This year, following the horrific attacks in Paris which left well over 100 dead, many Republican and some Democratic politicians have responded, just in time for Thanksgiving, by proposing anti-democratic, divisive measures they argue will guard against such attacks happening on American soil.

Presidential candidate Jeb Bush suggested only allowing Christians from Syria, not Muslims, to enter the country, as millions of refugees flee the Syrian conflict. The mayor of Roanoke, Virginia, invoked Franklin Roosevelt’s internment of Japanese Americans during World War II as a template for how Syrian refugees should now be treated.

These exclusionary responses show an ignorance of two aspects of American history: the value we’ve hoped to place on being welcoming and inclusive to all “your tired, your poor,” and the shameful consequences that have historically followed when the nation failed in its ideals. But those who forget the past are doomed to repeat it, and the best antidote to another embarrassing episode like the Japanese internment camps is making sure we all learn more about the trauma caused by these lapses in the so-called American way.

As author Celeste Ng tweeted, “I grew up w/ books on internment like FAREWELL TO MANZANAR and JOURNEY TO TOPAZ, thanks to my mom. Maybe they should be required reading?”

Maybe so! For Thanksgiving, here are 10 more books about the most shameful episodes in America’s past, to remind us all how carefully we have to guard against backsliding into divisiveness and hate. On Thanksgiving, of all holidays, let’s give thanks for a country that aspires to be, and should be, full of equal opportunity for everyone.

◆ **MATERIAL PROVIDED**
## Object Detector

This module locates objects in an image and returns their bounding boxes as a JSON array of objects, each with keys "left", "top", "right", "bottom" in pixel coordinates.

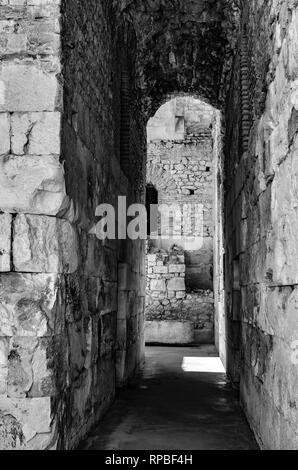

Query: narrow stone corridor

◆ **DIRECTIONS**
**1.** Answer these from the Thanksgiving article:
(a) Which Syrians did Jeb Bush suggest allowing into the country?
(b) The mayor of which city invoked Franklin Roosevelt's internment of Japanese Americans?
(c) How many more books does the article offer for Thanksgiving?
**2.** Write out the passage of the Thanksgiving article starting at "This year, following" and ending at "on American soil.".
The listing has no connection to the Thanksgiving article.

◆ **TASK RESULTS**
**1.**
(a) Christians, not Muslims.
(b) Roanoke, Virginia.
(c) 10.

**2.**
This year, following the horrific attacks in Paris which left well over 100 dead, many Republican and some Democratic politicians have responded, just in time for Thanksgiving, by proposing anti-democratic, divisive measures they argue will guard against such attacks happening on American soil.